Count the lines in the material below that contain the string "white", and give only the number.

━━ DATA LISTING ━━

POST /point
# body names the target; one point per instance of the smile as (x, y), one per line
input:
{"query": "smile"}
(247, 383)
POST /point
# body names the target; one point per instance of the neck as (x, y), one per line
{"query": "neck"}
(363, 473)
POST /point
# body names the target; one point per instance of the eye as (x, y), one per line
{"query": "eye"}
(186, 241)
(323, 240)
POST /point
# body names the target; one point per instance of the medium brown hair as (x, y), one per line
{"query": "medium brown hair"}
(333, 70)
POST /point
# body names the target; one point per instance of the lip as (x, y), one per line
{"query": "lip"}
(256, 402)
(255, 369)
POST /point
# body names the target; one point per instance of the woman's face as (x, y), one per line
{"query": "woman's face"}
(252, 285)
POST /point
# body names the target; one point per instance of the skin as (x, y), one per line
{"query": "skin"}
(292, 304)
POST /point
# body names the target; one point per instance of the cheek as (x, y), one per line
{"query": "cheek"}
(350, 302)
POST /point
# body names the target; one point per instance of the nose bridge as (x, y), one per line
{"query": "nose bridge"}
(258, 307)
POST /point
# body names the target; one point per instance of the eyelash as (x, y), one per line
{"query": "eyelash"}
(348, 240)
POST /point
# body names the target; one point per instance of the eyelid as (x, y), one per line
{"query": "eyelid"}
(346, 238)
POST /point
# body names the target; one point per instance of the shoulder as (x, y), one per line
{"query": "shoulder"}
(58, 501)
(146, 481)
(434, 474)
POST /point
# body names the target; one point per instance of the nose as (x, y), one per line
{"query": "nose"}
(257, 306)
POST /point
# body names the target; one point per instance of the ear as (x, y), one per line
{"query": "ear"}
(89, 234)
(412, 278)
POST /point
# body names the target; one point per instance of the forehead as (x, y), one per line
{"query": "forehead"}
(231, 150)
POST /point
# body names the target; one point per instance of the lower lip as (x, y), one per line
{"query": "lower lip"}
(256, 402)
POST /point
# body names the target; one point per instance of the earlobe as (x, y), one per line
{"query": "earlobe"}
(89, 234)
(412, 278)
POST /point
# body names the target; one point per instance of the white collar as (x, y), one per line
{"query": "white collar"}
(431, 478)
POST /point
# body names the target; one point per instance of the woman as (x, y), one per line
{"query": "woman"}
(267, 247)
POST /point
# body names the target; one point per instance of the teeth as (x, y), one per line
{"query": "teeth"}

━━━

§ **COMPLETE ANSWER**
2